指示 = オークスの本文を、「それに続くは、忘れな草賞を勝」を含む箇所から「さらに、ウォーターナビレラも出遅れる。」の直後まで書き直してください。その際、「15分間」は「十五分間」に置き換えること。

出典 =
+++

時に小満、あらゆる生命が天地に満ち始めるころ。
うら若きサラブレッド3歳牝馬の頂点を極める、オークスが行われる。
2022年の今年、1番人気は2歳女王・サークルオブライフとミルコ・デムーロ騎手。桜花賞は4着に敗れたが、距離が伸びてこそ真価を見せるか。
それに続くは、忘れな草賞を勝って臨む、アートハウス。デビューから2000mのレースを使われ、完全にこのオークス一本に絞ったローテーション。
母・パールコードの主戦だったが、「重賞を勝たせられなかった」と語る川田将雅騎手は、桜花賞馬からこのアートハウスに乗り替わり。実績よりも、自らの義と信を重んじた選択の結果は如何に。
その桜花賞馬・スターズオンアースには、クリストフ・ルメール騎手が騎乗。桜花賞は川田騎手がテン乗りで制したが、ルメール騎手もテン乗りとなった。3番人気、桜の女王は反発するか。
素質馬・ナミュールや、ルージュエヴァイユ、ウォーターナビレラなど、幾多の狭き門をくぐり抜け、栄光のゲートにたどり着きしは18頭。
しかし発走直前、輪乗りの際にサウンドビバーチェが他馬に蹴られて放馬。
それにより、15分間の発送遅延が発生。
極限まで仕上げられ、研ぎ澄まされた、繊細な3歳牝馬にとって、あまりにも長い待ち時間となった。
サウンドビバーチェは、競争除外。
ここまでの関係者の尽力を考えると、どこまでもやりきれない想いが募る。
それでも、17頭によってゲートは開く。
サークルオブライフが、両サイドから挟まれる不利で、最後方まで後退。
さらに、ウォーターナビレラも出遅れる。

+++

保存済みの項目
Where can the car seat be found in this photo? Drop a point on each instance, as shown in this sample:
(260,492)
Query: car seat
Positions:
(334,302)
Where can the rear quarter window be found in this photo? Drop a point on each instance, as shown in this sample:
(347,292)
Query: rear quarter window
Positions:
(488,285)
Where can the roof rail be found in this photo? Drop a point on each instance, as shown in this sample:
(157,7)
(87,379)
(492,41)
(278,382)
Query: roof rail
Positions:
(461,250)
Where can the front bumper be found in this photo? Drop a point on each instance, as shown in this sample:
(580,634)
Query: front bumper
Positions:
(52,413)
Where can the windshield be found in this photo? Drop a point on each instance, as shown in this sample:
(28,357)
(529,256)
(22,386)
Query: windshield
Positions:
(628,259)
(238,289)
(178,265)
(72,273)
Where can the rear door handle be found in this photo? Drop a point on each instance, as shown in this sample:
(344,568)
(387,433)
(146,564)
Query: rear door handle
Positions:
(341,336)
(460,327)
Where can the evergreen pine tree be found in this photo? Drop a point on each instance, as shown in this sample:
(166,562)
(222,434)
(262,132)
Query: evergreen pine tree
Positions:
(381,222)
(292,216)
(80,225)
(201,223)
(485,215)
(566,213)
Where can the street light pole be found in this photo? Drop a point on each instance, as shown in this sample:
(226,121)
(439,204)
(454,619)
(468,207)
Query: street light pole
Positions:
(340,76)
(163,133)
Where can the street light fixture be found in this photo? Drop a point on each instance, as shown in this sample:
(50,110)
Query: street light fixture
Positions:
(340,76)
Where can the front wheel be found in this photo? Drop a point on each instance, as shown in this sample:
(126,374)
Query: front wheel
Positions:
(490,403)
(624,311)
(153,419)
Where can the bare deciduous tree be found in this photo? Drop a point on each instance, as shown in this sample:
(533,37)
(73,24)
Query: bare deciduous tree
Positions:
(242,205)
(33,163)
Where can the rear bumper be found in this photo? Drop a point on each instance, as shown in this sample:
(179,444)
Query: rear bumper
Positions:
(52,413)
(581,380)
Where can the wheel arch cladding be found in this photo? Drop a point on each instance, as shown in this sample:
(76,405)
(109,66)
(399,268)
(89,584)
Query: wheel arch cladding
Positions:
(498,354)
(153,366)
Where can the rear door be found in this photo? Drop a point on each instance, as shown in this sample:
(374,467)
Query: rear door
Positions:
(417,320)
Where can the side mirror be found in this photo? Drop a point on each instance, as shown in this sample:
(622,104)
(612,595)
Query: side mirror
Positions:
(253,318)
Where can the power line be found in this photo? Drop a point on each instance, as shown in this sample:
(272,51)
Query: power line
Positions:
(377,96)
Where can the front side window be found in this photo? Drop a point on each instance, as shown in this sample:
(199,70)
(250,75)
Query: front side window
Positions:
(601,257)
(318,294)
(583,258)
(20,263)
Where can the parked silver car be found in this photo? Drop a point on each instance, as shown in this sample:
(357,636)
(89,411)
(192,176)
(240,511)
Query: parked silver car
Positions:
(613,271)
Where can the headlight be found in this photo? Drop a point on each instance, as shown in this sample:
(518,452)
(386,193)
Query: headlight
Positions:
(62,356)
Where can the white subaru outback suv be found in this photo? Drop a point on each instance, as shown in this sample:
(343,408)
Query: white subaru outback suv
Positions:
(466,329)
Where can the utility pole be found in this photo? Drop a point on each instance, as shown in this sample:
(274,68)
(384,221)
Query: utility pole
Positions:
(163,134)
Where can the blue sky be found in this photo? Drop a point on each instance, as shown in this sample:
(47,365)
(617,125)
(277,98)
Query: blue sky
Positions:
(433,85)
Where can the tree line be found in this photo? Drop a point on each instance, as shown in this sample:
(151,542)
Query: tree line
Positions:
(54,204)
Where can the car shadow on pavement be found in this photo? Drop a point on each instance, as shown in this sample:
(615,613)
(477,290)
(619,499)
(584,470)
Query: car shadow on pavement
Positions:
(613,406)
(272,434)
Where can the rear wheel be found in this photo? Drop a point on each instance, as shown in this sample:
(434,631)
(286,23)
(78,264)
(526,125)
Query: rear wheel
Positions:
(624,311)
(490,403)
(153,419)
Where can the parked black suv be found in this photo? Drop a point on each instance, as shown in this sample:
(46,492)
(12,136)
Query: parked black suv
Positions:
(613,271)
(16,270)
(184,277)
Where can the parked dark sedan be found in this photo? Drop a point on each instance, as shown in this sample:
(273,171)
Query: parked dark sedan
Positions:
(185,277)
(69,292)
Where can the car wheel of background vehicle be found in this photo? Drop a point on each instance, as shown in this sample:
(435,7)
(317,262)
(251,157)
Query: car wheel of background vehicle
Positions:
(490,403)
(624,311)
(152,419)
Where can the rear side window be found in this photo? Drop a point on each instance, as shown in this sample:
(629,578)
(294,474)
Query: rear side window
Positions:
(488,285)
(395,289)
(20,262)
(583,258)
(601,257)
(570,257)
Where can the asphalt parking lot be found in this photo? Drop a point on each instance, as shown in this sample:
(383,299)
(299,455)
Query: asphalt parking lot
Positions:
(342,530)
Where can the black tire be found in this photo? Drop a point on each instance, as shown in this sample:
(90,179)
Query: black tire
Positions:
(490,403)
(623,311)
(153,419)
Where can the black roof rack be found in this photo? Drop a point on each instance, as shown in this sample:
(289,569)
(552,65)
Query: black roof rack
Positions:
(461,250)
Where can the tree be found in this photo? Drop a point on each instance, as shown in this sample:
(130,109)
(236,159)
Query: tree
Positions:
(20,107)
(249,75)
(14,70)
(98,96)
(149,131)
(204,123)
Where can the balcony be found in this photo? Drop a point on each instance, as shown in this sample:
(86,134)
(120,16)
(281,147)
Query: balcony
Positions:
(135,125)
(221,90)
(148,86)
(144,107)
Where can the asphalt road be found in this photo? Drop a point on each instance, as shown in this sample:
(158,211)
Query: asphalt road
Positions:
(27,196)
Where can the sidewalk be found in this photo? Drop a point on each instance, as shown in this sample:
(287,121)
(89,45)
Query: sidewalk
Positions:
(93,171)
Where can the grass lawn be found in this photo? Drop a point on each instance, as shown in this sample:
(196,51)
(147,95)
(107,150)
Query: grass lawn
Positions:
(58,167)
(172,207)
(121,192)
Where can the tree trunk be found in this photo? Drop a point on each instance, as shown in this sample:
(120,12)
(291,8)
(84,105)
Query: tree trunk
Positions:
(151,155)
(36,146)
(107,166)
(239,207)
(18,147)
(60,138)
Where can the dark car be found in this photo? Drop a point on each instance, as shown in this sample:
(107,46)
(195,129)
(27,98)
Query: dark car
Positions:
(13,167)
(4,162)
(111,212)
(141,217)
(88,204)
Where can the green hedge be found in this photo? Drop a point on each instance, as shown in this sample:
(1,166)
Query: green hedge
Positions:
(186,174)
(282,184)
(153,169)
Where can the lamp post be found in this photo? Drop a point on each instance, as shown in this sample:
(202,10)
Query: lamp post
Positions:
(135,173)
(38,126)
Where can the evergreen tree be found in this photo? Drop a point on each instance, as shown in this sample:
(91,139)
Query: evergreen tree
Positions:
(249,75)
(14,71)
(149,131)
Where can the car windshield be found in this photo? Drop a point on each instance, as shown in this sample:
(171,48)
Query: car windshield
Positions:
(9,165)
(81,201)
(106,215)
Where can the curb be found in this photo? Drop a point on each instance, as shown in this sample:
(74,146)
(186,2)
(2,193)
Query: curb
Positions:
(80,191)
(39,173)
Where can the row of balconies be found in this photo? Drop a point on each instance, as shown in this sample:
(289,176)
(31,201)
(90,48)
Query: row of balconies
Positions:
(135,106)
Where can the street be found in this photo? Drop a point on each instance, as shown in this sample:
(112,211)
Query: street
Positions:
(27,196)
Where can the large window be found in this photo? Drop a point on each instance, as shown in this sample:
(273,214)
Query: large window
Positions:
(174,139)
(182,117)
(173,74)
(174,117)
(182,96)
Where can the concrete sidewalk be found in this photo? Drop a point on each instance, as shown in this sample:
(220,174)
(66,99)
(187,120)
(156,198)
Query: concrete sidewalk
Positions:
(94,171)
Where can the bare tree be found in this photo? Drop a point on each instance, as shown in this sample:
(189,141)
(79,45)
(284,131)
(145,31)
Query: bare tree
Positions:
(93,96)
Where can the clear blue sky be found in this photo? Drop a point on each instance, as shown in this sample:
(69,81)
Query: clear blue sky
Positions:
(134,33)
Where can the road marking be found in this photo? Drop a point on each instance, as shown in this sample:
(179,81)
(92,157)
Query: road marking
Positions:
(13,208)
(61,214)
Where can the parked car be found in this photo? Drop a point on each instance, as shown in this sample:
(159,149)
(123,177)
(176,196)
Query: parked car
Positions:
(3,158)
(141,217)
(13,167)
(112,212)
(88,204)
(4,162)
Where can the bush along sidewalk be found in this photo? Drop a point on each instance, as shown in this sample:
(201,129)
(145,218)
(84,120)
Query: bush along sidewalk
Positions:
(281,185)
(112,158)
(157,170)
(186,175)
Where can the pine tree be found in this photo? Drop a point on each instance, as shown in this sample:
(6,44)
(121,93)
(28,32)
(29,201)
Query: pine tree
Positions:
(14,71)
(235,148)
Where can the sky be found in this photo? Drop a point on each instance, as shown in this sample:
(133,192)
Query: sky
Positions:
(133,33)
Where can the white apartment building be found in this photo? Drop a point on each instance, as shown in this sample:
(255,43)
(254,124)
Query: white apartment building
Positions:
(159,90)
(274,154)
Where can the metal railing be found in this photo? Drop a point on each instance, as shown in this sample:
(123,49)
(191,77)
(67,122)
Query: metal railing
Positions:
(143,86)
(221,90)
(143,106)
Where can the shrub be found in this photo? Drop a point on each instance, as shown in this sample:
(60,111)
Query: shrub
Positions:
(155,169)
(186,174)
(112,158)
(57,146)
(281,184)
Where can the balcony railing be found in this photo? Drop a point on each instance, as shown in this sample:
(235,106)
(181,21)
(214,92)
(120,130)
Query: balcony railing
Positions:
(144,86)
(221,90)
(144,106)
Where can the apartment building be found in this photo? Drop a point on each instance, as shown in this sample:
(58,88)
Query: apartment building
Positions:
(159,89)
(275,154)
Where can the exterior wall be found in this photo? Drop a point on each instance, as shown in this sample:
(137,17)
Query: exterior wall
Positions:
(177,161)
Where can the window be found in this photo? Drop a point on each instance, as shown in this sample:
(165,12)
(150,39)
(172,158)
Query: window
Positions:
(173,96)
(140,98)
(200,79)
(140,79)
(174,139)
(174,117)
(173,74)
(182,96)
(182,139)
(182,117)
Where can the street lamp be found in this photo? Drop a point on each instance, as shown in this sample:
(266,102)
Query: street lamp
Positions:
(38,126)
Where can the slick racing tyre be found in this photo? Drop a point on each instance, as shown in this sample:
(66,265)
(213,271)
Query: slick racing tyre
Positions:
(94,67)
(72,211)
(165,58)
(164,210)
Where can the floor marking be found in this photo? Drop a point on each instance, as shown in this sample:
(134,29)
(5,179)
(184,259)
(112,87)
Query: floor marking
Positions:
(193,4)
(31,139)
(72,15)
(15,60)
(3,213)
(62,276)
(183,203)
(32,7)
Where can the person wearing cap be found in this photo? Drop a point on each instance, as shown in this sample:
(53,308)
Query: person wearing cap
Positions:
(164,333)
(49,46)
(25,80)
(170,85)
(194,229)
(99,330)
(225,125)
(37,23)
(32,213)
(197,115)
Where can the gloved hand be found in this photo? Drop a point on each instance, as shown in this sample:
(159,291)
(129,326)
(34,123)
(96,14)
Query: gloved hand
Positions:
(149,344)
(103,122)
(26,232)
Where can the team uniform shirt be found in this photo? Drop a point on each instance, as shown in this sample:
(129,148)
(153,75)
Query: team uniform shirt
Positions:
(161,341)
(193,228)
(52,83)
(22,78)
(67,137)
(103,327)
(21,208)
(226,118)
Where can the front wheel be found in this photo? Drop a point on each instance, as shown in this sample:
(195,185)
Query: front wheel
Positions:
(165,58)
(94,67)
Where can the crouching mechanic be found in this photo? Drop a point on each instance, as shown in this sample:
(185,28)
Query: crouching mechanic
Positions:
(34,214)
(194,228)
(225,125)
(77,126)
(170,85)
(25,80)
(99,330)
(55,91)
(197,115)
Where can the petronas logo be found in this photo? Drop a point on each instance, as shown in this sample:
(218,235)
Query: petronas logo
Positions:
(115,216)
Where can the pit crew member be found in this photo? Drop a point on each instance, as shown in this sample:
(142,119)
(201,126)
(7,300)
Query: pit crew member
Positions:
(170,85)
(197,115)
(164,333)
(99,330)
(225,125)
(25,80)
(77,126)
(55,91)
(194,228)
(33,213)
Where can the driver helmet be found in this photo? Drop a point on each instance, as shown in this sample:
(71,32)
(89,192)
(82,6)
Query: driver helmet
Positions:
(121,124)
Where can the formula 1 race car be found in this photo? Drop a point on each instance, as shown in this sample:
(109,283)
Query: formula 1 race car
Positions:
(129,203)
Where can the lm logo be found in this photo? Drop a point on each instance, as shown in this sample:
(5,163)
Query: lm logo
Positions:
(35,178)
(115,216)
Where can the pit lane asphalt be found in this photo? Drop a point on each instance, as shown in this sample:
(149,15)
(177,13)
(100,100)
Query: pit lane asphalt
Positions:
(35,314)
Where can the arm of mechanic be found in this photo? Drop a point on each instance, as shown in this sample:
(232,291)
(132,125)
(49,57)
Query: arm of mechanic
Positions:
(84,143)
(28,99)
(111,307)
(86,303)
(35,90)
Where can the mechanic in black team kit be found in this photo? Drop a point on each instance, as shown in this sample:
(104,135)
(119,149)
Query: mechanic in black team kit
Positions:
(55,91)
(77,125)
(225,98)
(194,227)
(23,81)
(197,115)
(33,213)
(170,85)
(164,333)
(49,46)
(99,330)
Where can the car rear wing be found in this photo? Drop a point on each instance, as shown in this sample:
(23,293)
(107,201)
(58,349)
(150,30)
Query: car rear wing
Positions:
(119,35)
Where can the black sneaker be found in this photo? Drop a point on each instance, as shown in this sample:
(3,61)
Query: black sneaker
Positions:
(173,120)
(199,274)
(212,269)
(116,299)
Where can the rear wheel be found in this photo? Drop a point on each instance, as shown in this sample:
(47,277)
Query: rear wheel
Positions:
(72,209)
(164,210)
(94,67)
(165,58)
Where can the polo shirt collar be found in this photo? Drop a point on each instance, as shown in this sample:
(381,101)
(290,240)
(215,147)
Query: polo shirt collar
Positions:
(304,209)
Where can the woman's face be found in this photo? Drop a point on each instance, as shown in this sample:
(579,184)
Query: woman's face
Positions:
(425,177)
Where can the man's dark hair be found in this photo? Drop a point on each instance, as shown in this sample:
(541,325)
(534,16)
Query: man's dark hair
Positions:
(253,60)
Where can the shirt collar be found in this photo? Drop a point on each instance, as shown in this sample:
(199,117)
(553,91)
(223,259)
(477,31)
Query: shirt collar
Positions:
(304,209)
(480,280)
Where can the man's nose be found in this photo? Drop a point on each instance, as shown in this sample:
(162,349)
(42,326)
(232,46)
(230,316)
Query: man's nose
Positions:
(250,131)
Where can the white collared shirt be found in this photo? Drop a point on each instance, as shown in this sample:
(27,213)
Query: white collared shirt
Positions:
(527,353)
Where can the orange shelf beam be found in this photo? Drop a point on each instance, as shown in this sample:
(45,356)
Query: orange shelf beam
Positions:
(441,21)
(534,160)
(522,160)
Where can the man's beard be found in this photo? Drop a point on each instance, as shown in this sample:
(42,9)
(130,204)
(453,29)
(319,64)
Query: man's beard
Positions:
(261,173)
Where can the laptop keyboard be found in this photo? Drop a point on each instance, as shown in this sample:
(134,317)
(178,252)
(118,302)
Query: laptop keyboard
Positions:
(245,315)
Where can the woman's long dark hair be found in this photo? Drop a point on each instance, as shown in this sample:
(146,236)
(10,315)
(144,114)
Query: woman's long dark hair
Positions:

+++

解答 =
それに続くは、忘れな草賞を勝って臨む、アートハウス。デビューから2000mのレースを使われ、完全にこのオークス一本に絞ったローテーション。
母・パールコードの主戦だったが、「重賞を勝たせられなかった」と語る川田将雅騎手は、桜花賞馬からこのアートハウスに乗り替わり。実績よりも、自らの義と信を重んじた選択の結果は如何に。
その桜花賞馬・スターズオンアースには、クリストフ・ルメール騎手が騎乗。桜花賞は川田騎手がテン乗りで制したが、ルメール騎手もテン乗りとなった。3番人気、桜の女王は反発するか。
素質馬・ナミュールや、ルージュエヴァイユ、ウォーターナビレラなど、幾多の狭き門をくぐり抜け、栄光のゲートにたどり着きしは18頭。
しかし発走直前、輪乗りの際にサウンドビバーチェが他馬に蹴られて放馬。
それにより、十五分間の発送遅延が発生。
極限まで仕上げられ、研ぎ澄まされた、繊細な3歳牝馬にとって、あまりにも長い待ち時間となった。
サウンドビバーチェは、競争除外。
ここまでの関係者の尽力を考えると、どこまでもやりきれない想いが募る。
それでも、17頭によってゲートは開く。
サークルオブライフが、両サイドから挟まれる不利で、最後方まで後退。
さらに、ウォーターナビレラも出遅れる。